▶ **EXERCISE REQUIREMENTS**
Print all the data, keeping every line exactly as it is.
▼▼▼
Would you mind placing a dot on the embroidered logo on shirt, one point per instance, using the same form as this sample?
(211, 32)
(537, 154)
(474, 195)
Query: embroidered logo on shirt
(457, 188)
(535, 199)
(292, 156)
▲▲▲
▶ **TASK OUTPUT**
Would you mind placing a dot on the embroidered logo on shirt, one point per instance, using the same form as this sample?
(211, 32)
(537, 154)
(474, 195)
Query: embroidered logo on shirt
(457, 188)
(535, 199)
(292, 156)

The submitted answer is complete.